PROBLEMS TO SOLVE =
(1) In the CMO Group announcement about leaving AIM, what threshold of votes cast must approve the Cancellation at the General Meeting?
(2) Carry on with the CMO Group announcement about leaving AIM, picking up right after its final sentence.

======== PASSAGE TO READ

CMO Group PLC ("CMO" or the "Company" or the "Group"), the UK's largest online-only retailer of building materials, today [28 February]announces the proposed voluntary cancellation of the admission of its ordinary shares of £0.01 each ("Ordinary Shares") from trading on AIM (the "Cancellation"), pursuant to Rule 41 of the AIM Rules for Companies (the "AIM Rules"), re-registration of the Company as a private limited company (the "Re-registration") and adoption of new articles of association (the "Proposals").

Further to the year-end trading and financing update announced on 10 January 2025, the Board has undertaken a review of its strategic options and concluded that the best course of action is to pursue the Proposals. The reasons are outlined later in this announcement but central to the Board's decision is the additional funding requirements of the business for near-term working capital requirements and to support medium-term growth towards the end of 2025.

Despite an extensive search the Directors have concluded that there is no route to source the additional funds the Group requires while the Company remains on market. The Cancellation is expected to provide access to significant cost savings and identified sources of potential additional funding which will support the Group's immediate funding requirements and fund growth going forward. The Group's lending bank has provided additional funding and given further flexibility to the existing facilities which will remain in place post Cancellation.

A circular (the "Circular") will be posted to Shareholders later today, and includes notice of a General Meeting of the Company which is being convened for 11.30 a.m. on Monday, 17 March 2025 (the "General Meeting") at the offices of Instinctif Partners, 65 Gresham Street, London EC2V 7NQ, for the purposes of considering and, if thought fit, passing the requisite shareholder resolution to approve (i) the Cancellation (the "Cancellation Resolution") and (ii) the Re-registration and adoption of the New Articles (the "Re-registration Resolution"). In accordance with the requirements of Rule 41 of the AIM Rules, the Cancellation is conditional upon the approval of not less than 75 per cent. of the votes cast by Shareholders (whether present in person or by proxy) at the General Meeting.

If the Cancellation Resolution is passed at the General Meeting, it is anticipated that the Cancellation will become effective at 7:00 a.m. on 27 March 2025.

The Re-registration is conditional upon the Cancellation becoming effective. Subject to and conditional upon the Cancellation and the passing of the Re-registration Resolution, application will be made to the Registrar of Companies for the Company to be reregistered as a private limited company.

================
======== ITEMS

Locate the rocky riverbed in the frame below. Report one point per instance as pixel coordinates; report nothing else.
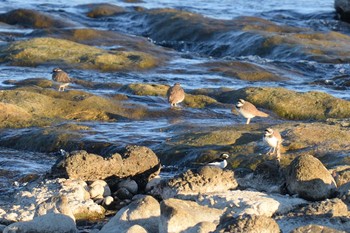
(110, 155)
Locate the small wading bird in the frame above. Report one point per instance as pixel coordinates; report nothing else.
(219, 162)
(61, 77)
(274, 140)
(248, 110)
(175, 94)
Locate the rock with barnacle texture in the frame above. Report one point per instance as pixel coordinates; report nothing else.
(138, 162)
(206, 179)
(308, 178)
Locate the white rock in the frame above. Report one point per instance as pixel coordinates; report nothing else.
(99, 189)
(144, 212)
(136, 229)
(53, 223)
(47, 197)
(129, 184)
(108, 200)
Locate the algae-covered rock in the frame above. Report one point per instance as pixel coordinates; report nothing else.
(63, 52)
(292, 105)
(37, 106)
(103, 9)
(242, 70)
(33, 19)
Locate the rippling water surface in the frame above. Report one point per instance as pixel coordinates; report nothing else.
(297, 72)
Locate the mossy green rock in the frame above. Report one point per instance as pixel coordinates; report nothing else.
(58, 52)
(290, 104)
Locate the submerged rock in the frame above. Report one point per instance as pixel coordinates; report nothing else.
(307, 177)
(33, 19)
(62, 52)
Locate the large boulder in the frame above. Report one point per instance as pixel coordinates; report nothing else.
(60, 52)
(206, 180)
(251, 224)
(180, 216)
(49, 223)
(137, 161)
(33, 19)
(308, 178)
(144, 211)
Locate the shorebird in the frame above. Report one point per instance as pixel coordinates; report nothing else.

================

ANSWERS TO EACH TASK =
(1) Not less than 75 per cent of the votes cast by Shareholders, whether present in person or by proxy.

(2)
The Company has received irrevocable undertakings to vote in favour of the Resolutions from all Directors and majority shareholder Key Capital Partners (Nominees) Limited. In aggregate, the irrevocable undertakings to vote in favour of the Resolutions set out in the Circular represent approximately 45.7% per cent. of the Company's issued share capital.

Further information on the Proposals and the General Meeting is set out below and in the Circular.

Current trading and Outlook

January saw the sharpest December-to-January drop in the Consumer Confidence index since 2011 falling to minus 22 as a further consequence of the recent Government Budget. Correspondingly, this has contributed to a softness in the RMI market with orders from the DIY segment down 15% YoY. Sales at the Group level for the month of January were down a similar amount. February has seen an improving trend as the Group mobilises around current market dynamics. 

The Group is encouraged by the longer-term macro indicators which do indicate the market should see some positive volume growth in late H2 and into 2026, as the current uplift in mortgage approvals translates into RMI intent.

Reasons for proposed Cancellation and Re-registration

Despite the trading in January, the Group is at an inflection point and is seeking capital to fund its near and medium-term growth plans to take advantage of the current real opportunity in its marketplace and which are available from its disruptive business model, to continue to build market share and scale CMO.

The Company has been exploring funding options but attempts to raise sufficient additional equity capital have not been successful. The Board has undertaken a review of strategic options to explore the optimum route to raising growth capital from other available sources.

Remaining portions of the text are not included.